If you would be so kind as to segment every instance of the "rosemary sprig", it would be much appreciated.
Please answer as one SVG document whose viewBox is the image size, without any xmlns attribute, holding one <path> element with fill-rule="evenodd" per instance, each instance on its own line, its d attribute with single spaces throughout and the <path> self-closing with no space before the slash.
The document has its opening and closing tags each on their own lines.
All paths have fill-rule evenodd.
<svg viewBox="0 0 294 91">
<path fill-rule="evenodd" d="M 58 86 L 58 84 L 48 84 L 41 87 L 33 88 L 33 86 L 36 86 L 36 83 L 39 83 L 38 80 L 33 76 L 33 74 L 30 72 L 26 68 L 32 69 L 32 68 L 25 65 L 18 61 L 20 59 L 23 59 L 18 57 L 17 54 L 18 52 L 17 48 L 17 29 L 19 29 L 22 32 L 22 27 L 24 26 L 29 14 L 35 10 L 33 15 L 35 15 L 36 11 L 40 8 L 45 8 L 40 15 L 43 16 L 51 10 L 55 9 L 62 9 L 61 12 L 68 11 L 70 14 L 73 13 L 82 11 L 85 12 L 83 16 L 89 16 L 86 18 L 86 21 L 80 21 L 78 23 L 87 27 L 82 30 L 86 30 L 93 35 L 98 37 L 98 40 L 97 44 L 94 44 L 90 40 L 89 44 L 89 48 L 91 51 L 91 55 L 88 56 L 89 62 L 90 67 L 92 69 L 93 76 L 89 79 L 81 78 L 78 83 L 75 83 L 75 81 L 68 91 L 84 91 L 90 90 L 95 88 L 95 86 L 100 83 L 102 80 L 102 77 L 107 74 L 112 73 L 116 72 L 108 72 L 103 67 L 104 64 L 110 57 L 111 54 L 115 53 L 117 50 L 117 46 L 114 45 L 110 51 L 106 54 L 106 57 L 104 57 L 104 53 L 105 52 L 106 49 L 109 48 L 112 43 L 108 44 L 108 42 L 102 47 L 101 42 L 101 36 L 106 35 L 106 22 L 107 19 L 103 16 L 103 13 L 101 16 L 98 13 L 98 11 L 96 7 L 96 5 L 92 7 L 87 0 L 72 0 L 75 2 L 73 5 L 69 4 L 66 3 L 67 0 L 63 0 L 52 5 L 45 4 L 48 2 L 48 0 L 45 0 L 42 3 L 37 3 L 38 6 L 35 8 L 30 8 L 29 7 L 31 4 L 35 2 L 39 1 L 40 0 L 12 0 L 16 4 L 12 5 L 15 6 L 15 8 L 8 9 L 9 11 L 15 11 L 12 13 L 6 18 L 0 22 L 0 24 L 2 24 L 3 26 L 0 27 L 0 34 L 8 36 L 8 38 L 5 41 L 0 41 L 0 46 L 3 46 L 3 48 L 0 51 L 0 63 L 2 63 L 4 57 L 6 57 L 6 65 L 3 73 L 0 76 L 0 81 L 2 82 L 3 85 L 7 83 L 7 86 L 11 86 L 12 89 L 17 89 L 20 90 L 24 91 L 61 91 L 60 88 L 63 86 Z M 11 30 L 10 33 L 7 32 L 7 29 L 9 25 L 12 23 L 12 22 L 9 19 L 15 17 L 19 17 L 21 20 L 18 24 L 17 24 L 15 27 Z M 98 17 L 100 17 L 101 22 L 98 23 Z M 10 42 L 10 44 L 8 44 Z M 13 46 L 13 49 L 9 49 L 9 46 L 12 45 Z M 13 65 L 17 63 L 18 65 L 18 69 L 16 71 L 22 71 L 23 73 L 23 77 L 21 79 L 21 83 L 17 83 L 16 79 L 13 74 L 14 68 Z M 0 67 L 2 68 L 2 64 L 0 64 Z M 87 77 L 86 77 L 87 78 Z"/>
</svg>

__________________________________________________

DIRECTIVE
Put the lines from the start of the records through the line holding "Please answer as", inclusive, into a JSON list of strings, one string per line, with blank lines left out.

ANSWER TO THIS PROBLEM
[
  "If you would be so kind as to segment every instance of the \"rosemary sprig\", it would be much appreciated.",
  "Please answer as one SVG document whose viewBox is the image size, without any xmlns attribute, holding one <path> element with fill-rule=\"evenodd\" per instance, each instance on its own line, its d attribute with single spaces throughout and the <path> self-closing with no space before the slash."
]